> _QUÉ SE PIDE_:
Del texto sobre los autócratas que aparece a continuación, transcribe sin cambios el pasaje que empieza con las palabras que contienen "Los autócratas se" y termina con "su interior- desprecian.".

> _FRAGMENTO SELECCIONADO_:
--
Los autócratas se inventan marchas, procesiones inmensas, desfiles fastuosos –“los más grandes del mundo”- en los que se regocijan con su propia autoridad. Saben que ellos, y sólo ellos, pueden obligar a salir de la cama –en plena madrugada- a millones de personas, subirlas a los ómnibus, anotar el nombre de cada asistente y ponerlos a discurrir por una gran plaza. Para dejar claro quién manda, envían el mensaje a través de una muchedumbre que corea su nombre, los venera y les da gracias. Una “masa” a la que jamás se atreverían a bajar, con la que no se codean, a la que temen y que –en su interior- desprecian.
Hoy, en la plaza de la Revolución, un anciano con gafas de sol presidirá el acto del primero de mayo. Días antes ha hecho investigar cada azotea cercana al lugar, ha instalado guardias en los puntos más altos de la ciudad y calculado cuán a tiro podría estar la tribuna. Su propio nieto se mantendrá cerca para protegerlo y una flotilla de autos lo esperará “en caso de que ocurra algo” y deba escapar. No se fía de la misma multitud que él ha citado.
Tiene miedo de su propia gente el autócrata. Miedo y recelo. El sentimiento es mutuo. Sabe que los cientos de miles de cabecitas que ve desde la altura están allí… porque le temen, no porque le quieren.
--
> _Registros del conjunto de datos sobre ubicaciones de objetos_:

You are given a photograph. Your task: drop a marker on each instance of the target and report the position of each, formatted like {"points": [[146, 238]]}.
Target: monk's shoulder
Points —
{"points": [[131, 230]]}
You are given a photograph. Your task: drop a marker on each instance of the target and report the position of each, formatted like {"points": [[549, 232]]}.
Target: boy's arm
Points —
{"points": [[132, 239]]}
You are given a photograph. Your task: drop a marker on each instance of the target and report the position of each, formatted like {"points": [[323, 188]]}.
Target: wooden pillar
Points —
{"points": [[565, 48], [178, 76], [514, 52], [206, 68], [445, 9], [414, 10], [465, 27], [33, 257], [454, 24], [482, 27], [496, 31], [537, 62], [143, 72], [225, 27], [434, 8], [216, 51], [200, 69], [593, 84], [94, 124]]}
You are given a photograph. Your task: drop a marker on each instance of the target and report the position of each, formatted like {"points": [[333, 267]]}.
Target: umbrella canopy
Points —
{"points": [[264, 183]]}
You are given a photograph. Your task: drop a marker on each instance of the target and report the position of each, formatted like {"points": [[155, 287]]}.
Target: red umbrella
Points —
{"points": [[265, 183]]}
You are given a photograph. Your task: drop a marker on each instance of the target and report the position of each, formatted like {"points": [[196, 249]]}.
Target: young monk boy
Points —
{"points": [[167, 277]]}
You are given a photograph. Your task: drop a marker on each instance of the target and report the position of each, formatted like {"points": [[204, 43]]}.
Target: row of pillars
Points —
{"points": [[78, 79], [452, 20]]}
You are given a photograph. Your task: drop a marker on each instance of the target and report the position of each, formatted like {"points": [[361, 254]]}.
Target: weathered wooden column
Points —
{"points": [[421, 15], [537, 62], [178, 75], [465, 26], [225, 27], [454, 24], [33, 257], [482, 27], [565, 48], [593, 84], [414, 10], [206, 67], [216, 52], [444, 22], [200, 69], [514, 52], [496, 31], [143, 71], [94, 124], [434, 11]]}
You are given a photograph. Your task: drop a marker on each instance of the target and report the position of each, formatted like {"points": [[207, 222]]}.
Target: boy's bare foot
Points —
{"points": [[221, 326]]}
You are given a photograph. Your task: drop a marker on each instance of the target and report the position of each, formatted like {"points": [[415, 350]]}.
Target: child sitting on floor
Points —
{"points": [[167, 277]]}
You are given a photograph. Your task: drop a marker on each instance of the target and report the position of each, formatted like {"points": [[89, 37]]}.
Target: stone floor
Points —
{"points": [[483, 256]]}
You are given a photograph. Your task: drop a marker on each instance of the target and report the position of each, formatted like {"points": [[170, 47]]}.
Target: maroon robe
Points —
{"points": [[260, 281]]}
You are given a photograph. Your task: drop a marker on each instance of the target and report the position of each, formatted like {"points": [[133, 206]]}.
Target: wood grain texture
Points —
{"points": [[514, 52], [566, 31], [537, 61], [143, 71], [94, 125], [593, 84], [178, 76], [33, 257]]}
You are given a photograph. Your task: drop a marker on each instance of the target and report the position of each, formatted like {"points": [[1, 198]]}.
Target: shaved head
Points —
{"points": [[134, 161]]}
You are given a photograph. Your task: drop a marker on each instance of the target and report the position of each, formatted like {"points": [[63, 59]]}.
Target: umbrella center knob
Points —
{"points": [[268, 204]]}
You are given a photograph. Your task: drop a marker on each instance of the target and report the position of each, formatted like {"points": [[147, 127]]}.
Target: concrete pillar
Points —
--
> _SOLUCIÓN DESARROLLADA_:
Los autócratas se inventan marchas, procesiones inmensas, desfiles fastuosos –“los más grandes del mundo”- en los que se regocijan con su propia autoridad. Saben que ellos, y sólo ellos, pueden obligar a salir de la cama –en plena madrugada- a millones de personas, subirlas a los ómnibus, anotar el nombre de cada asistente y ponerlos a discurrir por una gran plaza. Para dejar claro quién manda, envían el mensaje a través de una muchedumbre que corea su nombre, los venera y les da gracias. Una “masa” a la que jamás se atreverían a bajar, con la que no se codean, a la que temen y que –en su interior- desprecian.